AUSGEWÄHLTER TEXTAUSZUG:

---------------

Entscheidungsstichwort (Thema)

Krankenversicherung. Krankengeld. kein Wegfall des Anspruchs beim Bezug einer privaten Berufsunfähigkeitsrente

 

Leitsatz (amtlich)

1. Eine private Berufsunfähigkeitsrente führt nicht gemäß § 44 Abs 2 S 1 Nr 4 SGB 5 zum Wegfall des Anspruchs auf Krankengeld.

2. Private Vorsorgeleistungen sind keine Renten aus einer öffentlich-rechtlichen Versicherungs- oder Versorgungseinrichtung oder einer anderen vergleichbaren Stelle.

 

Tenor

1. Der Bescheid der Beklagten vom 19.11.2010 in der Gestalt des Widerspruchsbescheides vom 23.3.2011 wird aufgehoben.

2. Die Beklagte hat die außergerichtlichen Kosten des Klägers zu erstatten.

 

Tatbestand

Die Beteiligten streiten über die Rechtmäßigkeit eines Erstattungsbescheides.

Der 1961 geborene Kläger ist selbständiger Dachdeckermeister. Den letzten Beitrag zur gesetzlichen Rentenversicherung zahlte er im Jahre 1998. Er ist bei der Beklagten freiwillig krankenversichert mit Anspruch auf Krankengeld ab dem 22. Tag der Arbeitsunfähigkeit.

---------------

Auszüge aus den Segmentierungsdaten:
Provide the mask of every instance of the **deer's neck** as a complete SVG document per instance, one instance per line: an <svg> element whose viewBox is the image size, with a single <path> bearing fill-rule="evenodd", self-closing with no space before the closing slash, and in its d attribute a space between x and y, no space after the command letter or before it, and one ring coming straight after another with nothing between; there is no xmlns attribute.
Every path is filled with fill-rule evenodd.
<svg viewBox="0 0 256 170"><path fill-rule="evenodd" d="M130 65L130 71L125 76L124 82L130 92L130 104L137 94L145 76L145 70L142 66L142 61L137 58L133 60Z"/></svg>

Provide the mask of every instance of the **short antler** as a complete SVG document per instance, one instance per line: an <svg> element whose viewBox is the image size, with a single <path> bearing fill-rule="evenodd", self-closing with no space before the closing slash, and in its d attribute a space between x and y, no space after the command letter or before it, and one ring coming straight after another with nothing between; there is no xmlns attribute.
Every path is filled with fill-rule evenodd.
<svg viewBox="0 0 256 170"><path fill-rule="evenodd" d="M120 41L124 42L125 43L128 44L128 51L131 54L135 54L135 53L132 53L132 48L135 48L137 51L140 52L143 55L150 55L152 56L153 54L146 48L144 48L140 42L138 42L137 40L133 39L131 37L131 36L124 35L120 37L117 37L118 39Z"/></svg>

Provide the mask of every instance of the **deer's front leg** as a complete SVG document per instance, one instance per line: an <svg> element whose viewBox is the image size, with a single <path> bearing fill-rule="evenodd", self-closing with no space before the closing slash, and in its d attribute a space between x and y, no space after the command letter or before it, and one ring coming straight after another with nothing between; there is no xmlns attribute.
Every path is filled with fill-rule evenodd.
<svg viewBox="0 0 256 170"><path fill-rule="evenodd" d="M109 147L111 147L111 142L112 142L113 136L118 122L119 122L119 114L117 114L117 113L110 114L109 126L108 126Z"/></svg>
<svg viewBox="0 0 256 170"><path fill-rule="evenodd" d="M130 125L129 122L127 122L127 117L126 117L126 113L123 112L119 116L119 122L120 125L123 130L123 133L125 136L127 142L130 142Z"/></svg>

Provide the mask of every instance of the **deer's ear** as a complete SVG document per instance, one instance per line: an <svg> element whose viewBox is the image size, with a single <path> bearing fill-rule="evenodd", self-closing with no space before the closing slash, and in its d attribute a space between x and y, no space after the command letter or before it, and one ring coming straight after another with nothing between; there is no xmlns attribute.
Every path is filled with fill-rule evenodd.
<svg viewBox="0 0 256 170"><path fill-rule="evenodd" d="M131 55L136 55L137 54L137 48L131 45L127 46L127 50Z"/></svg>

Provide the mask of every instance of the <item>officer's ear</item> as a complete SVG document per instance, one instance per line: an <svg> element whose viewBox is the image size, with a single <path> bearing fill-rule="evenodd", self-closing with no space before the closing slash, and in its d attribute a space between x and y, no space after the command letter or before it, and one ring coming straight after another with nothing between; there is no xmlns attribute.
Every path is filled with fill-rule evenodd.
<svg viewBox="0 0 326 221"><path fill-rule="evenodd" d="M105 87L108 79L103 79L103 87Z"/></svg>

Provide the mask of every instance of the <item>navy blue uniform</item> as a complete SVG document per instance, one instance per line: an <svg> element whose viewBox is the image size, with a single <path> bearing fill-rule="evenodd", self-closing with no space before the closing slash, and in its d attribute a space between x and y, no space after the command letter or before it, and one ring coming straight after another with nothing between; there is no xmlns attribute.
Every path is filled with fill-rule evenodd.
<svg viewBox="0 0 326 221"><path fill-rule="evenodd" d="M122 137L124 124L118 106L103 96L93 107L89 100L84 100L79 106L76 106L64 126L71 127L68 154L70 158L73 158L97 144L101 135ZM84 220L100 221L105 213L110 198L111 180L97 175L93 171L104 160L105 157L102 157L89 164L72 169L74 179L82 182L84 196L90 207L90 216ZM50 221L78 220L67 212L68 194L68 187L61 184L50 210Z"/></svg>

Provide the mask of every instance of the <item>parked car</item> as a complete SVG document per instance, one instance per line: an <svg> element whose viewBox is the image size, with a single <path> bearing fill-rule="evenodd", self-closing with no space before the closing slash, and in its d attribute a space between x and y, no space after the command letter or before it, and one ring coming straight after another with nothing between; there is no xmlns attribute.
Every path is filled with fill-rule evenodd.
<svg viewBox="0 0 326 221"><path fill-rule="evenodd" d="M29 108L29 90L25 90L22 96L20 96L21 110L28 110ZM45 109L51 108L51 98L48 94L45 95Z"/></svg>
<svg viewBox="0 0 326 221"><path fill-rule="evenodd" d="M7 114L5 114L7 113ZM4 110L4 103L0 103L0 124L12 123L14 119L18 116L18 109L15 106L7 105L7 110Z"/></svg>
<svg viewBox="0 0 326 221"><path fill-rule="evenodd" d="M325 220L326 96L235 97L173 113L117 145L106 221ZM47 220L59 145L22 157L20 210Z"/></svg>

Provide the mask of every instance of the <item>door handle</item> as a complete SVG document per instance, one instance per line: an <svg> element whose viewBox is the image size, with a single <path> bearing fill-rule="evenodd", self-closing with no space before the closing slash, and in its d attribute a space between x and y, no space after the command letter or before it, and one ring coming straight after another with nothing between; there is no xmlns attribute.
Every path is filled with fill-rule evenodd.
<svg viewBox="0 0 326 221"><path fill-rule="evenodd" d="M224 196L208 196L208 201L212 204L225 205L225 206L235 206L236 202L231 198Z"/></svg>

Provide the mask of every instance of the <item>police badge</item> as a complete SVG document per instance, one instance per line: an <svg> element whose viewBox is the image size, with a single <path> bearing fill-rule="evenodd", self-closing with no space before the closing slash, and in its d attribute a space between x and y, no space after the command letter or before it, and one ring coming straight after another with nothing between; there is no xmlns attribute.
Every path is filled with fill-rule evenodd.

---------------

ARBEITSAUFTRAG: Führen Sie die Gerichtsentscheidung zum Krankengeld bei privater Berufsunfähigkeitsrente im Anschluss an ihren letzten Satz weiter. Für die Bearbeitung wird die Auflistung nicht gebraucht.

ERWARTETE LÖSUNG:
Ab dem 31.8.2009 war der Kläger arbeitsunfähig erkrankt wegen chronischer Polyarthritis mit Beschwerden des rechten Handgelenkes, die Beklagte zahlte Krankengeld vom 21.9.2009 bis zum 21.10.2010.

Der Kläger hatte am 1.5.1998 bei der H M (inzwischen E Lebensversicherungs-AG) eine Kapitallebensversicherung mit Überschussbeteiligung für die Dauer von 23 Jahren abgeschlossen. Die Versicherung beinhaltete unter anderem eine Beitragsbefreiung bei Berufs- und Dienstunfähigkeit vor dem 1.6.2021 und eine monatliche Rentenzahlung (LV). Weiterhin war bei der gleichen Versicherungsgesellschaft eine Direktversicherung (Versorgungsbezug) abgeschlossen worden (LV).

Mit Schreiben vom 5.10.2010 teilte die E Lebensversicherung-AG dem Kläger mit, dass sie ihre Leistungspflicht wegen Berufsunfähigkeit ab dem 1.9.2009 anerkenne. Die monatliche Rente aus der LV betrage monatlich 476,20 Euro und ab dem 1.1.2010 monatlich 479,55 Euro. Die Nachzahlung für den Zeitraum vom 1.9.2009 bis 1.11.2010 betrug 10.952,62 Euro. Aus der LV bewilligte die E Lebensversicherung-AG dem Kläger eine monatliche Rente von 2.090,25 Euro, der Nachzahlungsbetrag für den Zeitraum vom 1.9.2009 bis 1.11.2010 betrug 37.004,62 Euro.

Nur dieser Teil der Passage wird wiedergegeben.